Provided material:

—————

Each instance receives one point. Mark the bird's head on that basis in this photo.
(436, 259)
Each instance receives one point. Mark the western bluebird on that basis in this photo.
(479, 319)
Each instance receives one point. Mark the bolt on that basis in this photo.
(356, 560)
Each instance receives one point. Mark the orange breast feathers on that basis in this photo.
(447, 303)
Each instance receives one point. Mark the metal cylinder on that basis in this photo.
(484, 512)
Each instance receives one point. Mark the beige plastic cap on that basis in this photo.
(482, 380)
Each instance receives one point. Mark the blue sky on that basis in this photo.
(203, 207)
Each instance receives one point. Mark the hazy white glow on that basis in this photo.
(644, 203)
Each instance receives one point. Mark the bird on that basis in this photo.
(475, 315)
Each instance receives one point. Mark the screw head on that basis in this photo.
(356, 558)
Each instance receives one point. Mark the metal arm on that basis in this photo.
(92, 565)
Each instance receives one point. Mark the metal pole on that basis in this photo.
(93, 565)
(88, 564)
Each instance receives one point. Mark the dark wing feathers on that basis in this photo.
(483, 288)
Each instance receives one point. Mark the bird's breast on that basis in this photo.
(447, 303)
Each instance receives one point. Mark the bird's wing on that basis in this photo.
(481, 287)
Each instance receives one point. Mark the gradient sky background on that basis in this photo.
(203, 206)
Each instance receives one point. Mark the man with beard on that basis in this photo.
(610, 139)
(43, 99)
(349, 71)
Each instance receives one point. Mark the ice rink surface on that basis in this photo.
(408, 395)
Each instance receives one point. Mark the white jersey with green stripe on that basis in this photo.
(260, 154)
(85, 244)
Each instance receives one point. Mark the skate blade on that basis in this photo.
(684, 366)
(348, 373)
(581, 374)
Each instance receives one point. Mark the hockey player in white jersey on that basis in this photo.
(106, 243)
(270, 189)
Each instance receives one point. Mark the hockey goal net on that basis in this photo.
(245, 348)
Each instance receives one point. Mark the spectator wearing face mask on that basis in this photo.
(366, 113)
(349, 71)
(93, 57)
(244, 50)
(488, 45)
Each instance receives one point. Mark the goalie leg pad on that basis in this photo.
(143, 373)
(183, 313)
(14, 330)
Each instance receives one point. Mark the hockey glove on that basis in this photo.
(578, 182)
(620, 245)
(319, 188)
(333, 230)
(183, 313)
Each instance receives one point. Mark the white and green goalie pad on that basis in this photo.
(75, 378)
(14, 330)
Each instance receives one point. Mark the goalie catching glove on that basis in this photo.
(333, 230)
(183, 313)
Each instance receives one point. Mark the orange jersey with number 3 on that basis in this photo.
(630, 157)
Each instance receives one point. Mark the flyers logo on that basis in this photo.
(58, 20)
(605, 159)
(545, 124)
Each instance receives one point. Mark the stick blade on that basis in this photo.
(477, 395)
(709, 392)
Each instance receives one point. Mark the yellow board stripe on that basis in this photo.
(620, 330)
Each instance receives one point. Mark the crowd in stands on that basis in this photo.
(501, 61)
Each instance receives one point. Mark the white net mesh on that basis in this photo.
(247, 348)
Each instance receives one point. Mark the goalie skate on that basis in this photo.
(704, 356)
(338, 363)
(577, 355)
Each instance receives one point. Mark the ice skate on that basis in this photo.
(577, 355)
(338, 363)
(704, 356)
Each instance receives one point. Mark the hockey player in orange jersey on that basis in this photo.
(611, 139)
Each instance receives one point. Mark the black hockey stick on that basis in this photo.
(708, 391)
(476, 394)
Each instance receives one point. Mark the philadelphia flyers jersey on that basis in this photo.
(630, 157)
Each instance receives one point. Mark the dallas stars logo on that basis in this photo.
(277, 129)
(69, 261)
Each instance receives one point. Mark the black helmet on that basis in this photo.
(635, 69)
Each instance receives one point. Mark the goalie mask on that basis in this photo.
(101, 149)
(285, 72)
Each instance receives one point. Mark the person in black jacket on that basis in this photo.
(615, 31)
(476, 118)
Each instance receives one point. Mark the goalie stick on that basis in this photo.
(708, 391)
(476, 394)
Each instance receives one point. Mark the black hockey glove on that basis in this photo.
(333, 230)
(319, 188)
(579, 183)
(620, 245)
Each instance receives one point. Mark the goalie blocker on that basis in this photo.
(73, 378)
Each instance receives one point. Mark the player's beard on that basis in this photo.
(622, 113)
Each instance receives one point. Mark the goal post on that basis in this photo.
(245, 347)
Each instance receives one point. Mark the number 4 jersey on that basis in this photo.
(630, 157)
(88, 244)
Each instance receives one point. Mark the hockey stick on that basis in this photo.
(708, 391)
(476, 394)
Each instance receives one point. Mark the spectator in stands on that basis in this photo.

—————

Task to complete:
Rescale all the lines from the one containing "Each instance receives one point. Mark the yellow" down to the end of the items, and give back only those lines, requests included. Multiply every point coordinate in the answers by 2.05 and round each result to a whole number, with halves rounded up.

Answer to this problem:
Each instance receives one point. Mark the yellow board stripe on that basis in this photo.
(1271, 677)
Each instance receives one point. Mark the crowd in stands on that basis in this photo.
(1027, 125)
Each instance receives one point. Mark the white net mesh on that basis in this photo.
(506, 713)
Each instance receives one point. Mark the goalie skate on that basis in this photo.
(1443, 730)
(693, 744)
(1183, 728)
Each instance receives one point. Mark the ice skate on that basis in this photo.
(1183, 728)
(693, 744)
(1443, 730)
Each instance receives one point. Mark the hockey player in orange jersey on that basis in this photo.
(1253, 285)
Each instance receives one point. Mark the black hockey stick on that basis in this photo.
(1451, 802)
(976, 808)
Each instance receives one point. Mark the philadelphia flyers jersey on that basis in this photo.
(1292, 322)
Each instance receives one point. Mark the dallas stars logo on that basis in this photo.
(568, 264)
(141, 535)
Each instance receives one point. Mark the black helmet on that basis in this photo.
(1302, 141)
Each instance receives one point. Mark the goalie mask on that basis in this photo.
(207, 305)
(584, 148)
Each instance receives one point. Mark the person in black jacket on that basis in this photo.
(1261, 64)
(976, 242)
Each instance receives one point. Mark the goalie stick on that basis in this photo.
(1451, 802)
(976, 808)
Each instance receives one point. Mark the black hockey glove on that basis in this photo.
(683, 472)
(654, 385)
(1187, 375)
(1271, 502)
Each instance receives one point. Mark the goalie blocker on that basis in this photo.
(150, 775)
Each instance receives one point. Mark the player's beard on that basis in this photo.
(1275, 232)
Each instance receives one point. Mark the goal post on that basis in this photo.
(502, 711)
Each instance receives one point. Mark the number 4 jersey on that basis in this photo.
(1292, 322)
(180, 500)
Each instance receives one point. Mark the hockey stick on that basis in this photo.
(1451, 802)
(976, 808)
Each instance receives one point. Mark the spectator in stands on that basis in this photo.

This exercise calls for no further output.